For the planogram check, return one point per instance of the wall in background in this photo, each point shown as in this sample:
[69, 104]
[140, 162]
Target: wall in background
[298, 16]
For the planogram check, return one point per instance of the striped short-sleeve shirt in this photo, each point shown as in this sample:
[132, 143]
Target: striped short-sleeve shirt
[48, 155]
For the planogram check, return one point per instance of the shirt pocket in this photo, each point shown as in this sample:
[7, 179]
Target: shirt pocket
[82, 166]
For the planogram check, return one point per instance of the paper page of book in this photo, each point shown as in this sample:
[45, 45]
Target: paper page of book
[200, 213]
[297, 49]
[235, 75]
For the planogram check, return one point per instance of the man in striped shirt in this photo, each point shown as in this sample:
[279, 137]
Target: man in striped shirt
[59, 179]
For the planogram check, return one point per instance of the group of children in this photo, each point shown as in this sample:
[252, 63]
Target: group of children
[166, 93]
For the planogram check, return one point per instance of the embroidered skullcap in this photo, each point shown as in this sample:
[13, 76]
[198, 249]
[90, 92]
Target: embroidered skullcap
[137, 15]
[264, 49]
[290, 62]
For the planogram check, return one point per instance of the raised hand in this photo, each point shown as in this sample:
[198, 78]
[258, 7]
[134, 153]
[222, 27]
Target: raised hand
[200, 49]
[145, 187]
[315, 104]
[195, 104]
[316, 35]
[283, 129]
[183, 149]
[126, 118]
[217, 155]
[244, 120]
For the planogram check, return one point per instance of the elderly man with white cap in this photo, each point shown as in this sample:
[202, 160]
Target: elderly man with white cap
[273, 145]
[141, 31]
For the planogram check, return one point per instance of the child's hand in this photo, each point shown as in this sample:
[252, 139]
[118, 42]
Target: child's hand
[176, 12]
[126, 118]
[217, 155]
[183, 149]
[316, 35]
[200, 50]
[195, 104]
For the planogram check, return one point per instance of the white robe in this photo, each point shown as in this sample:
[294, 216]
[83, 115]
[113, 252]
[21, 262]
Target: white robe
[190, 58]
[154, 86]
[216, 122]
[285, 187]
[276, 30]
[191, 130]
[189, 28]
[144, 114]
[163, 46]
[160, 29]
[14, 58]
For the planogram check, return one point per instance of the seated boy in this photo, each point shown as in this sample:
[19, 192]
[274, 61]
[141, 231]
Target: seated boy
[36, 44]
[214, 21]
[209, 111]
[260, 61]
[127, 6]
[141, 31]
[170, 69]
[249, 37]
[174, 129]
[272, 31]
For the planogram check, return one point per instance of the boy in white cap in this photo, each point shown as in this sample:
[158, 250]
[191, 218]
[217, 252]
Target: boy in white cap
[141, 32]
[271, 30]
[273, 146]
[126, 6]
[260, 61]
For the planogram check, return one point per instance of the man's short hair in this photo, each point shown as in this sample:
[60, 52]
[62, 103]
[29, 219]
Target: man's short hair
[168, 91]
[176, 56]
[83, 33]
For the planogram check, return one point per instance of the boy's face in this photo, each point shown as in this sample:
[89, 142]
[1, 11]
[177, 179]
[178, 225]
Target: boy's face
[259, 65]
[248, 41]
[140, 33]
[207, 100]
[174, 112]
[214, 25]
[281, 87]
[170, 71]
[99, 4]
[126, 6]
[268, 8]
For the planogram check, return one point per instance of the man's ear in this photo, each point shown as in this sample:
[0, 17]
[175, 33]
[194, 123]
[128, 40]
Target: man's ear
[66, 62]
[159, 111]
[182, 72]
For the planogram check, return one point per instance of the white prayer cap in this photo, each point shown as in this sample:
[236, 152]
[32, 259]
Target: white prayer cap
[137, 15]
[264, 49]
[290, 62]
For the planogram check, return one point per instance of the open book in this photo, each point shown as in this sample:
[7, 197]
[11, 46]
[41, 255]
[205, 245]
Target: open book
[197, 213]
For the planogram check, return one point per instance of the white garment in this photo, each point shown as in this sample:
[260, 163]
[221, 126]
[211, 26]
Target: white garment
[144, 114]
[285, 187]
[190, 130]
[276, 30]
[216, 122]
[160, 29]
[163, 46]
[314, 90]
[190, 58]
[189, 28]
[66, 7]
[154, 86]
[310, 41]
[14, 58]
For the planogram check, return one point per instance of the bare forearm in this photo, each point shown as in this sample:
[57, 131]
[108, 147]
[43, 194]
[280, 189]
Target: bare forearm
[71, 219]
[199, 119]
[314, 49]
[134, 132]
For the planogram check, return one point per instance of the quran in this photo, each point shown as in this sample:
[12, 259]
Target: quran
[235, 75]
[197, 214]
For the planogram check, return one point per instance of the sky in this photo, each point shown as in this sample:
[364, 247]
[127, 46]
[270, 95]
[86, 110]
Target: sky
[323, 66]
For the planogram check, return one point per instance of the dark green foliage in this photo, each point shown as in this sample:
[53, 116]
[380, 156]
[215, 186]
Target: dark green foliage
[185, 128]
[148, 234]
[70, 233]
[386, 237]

# # # # # # #

■ INSTRUCTION
Repeat exactly, without changes, the lines of the records from the line containing "of the dark" through the end of the records, both ends included.

■ EXERCISE RESPONSE
For the planogram check, return one point per instance of the dark green foliage in this photo, each point shown as in this sample:
[53, 116]
[380, 156]
[215, 186]
Target: dark green foliage
[185, 128]
[148, 234]
[70, 233]
[386, 237]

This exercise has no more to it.